» To do: Below are entries. Pull out all lines containing "surface".

###

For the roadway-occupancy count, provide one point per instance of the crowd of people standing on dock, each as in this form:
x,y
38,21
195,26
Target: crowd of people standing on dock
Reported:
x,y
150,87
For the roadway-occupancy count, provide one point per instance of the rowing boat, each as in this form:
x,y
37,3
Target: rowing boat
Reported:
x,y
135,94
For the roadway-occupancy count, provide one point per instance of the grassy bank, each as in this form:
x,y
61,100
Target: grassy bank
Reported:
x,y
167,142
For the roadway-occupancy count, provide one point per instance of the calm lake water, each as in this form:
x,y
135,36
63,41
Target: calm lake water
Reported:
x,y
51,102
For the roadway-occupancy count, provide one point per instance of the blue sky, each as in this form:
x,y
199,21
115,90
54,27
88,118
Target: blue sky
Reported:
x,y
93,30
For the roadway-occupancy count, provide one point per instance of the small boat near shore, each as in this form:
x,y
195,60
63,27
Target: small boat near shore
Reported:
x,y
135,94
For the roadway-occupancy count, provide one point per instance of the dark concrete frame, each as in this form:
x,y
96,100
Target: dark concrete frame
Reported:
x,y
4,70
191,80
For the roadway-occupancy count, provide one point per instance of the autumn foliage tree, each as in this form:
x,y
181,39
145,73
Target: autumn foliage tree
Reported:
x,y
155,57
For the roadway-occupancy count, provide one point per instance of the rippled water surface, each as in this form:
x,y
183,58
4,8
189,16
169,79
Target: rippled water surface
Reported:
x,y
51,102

###

» Solution below:
For the roadway-occupancy count, provide one point per instance of the rippled water surface, each as in this form:
Target: rippled water surface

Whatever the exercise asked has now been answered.